─── EXTRAIT DU TEXTE

Plongée à son tour dans l’incertitude politique après la chute de la coalition au pouvoir, l’Allemagne est confrontée à ses plus graves défis depuis l’après-guerre. Les vainqueurs des élections fédérales du 23 février devront adapter les piliers de la prospérité du pays aux nouvelles réalités de la géopolitique d’un monde qui malmène toutes ses certitudes.
Rempart de l’Union européenne pendant des décennies – grâce à la double puissance de sa monnaie et de son modèle économique – l’Allemagne semble aujourd’hui danser sur un volcan. La première économie du continent est déstabilisée dans ce qui a constitué son identité depuis l’après-guerre : une démocratie robuste, stable et équilibrée, un modèle social et économique aussi singulier que performant à l’export, une double alliance sans faille avec l’Union européenne et les Etats-Unis. Les élections fédérales anticipées du 23 février, provoquées par l’effondrement du gouvernement de coalition du chancelier social-démocrate Olaf Scholz, peuvent chambouler en profondeur le fameux consensus qui perdurait au-delà même des alternances et des coalitions. Les grandes orientations stratégiques du pays devront s’adapter à un nouveau monde qui a pris l’Allemagne à contre-pied.

──────
─── LIGNES DE L'EXERCICE

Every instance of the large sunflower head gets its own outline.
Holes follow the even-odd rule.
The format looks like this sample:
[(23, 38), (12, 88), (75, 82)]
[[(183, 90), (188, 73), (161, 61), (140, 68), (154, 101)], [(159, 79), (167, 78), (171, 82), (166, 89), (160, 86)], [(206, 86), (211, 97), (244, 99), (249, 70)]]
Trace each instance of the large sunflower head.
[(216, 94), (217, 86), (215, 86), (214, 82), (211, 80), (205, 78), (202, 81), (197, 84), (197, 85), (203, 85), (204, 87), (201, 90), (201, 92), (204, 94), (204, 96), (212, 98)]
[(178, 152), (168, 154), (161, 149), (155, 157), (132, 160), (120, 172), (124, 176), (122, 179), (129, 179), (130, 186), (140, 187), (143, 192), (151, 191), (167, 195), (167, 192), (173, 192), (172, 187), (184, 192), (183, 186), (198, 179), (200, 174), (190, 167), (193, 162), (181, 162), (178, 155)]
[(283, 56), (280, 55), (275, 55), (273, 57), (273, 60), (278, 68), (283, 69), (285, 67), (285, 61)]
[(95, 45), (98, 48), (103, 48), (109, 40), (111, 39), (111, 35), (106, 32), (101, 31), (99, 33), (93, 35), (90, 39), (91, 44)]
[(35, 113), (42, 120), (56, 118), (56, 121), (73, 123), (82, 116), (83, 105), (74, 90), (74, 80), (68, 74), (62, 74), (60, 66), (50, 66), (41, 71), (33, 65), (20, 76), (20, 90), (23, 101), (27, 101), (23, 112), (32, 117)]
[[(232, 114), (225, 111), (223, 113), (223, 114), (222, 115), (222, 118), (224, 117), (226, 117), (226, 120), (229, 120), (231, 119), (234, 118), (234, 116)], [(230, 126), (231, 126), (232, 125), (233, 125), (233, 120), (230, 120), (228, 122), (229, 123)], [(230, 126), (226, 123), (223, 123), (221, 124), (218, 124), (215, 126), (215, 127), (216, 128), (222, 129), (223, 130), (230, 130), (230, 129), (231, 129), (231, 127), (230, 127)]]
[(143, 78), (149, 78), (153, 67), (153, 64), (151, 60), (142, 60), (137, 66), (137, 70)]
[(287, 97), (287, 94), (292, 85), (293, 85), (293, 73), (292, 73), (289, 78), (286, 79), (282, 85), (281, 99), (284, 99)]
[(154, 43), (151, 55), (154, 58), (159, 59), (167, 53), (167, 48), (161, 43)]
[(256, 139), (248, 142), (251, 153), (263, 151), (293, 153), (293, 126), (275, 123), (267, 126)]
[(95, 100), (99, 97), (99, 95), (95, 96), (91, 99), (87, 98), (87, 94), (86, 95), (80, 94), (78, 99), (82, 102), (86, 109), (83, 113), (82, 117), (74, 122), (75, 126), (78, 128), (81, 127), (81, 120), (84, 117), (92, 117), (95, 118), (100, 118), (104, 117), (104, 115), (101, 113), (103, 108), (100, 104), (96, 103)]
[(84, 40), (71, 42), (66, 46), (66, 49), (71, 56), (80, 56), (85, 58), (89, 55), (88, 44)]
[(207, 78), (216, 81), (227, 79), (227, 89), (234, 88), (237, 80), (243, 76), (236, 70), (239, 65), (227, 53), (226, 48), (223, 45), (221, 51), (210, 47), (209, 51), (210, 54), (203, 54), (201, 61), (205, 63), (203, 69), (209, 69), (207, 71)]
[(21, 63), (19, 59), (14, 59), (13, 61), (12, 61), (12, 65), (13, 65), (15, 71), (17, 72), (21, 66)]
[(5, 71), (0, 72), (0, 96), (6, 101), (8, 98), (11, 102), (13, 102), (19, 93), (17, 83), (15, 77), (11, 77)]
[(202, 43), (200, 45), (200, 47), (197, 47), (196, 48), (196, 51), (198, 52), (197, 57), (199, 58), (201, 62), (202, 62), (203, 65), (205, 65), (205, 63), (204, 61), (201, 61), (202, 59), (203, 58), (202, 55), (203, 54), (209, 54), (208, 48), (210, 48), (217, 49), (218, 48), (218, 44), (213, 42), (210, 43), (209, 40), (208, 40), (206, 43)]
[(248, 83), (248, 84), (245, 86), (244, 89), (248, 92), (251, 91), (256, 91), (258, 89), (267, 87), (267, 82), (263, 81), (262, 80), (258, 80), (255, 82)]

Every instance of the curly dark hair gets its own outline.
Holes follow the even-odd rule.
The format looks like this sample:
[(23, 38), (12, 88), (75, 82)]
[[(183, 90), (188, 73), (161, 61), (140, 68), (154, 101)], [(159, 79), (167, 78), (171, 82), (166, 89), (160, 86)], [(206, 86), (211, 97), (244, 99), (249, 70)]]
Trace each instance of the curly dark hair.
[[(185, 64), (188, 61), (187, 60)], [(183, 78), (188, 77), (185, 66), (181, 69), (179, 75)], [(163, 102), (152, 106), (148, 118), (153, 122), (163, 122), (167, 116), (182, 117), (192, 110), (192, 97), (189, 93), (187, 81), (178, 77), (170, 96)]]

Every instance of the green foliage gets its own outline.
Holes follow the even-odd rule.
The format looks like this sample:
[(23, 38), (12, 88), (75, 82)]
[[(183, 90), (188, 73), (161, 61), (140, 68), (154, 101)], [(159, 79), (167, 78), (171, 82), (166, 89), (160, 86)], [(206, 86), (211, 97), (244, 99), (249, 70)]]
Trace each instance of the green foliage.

──────

# EXERCICE COURT 1
D'après l'extrait, qui était à la tête du gouvernement de coalition dont l'effondrement a provoqué les élections fédérales anticipées ?
# EXERCICE COURT 2
Sélectionnez et recopiez chaque ligne contenant le mot "Every". La casse compte.
Ces lignes n'ont aucun rapport avec l'extrait.

# CORRIGÉ 1
Le chancelier social-démocrate Olaf Scholz.

# CORRIGÉ 2
Every instance of the large sunflower head gets its own outline.
Every instance of the curly dark hair gets its own outline.
Every instance of the green foliage gets its own outline.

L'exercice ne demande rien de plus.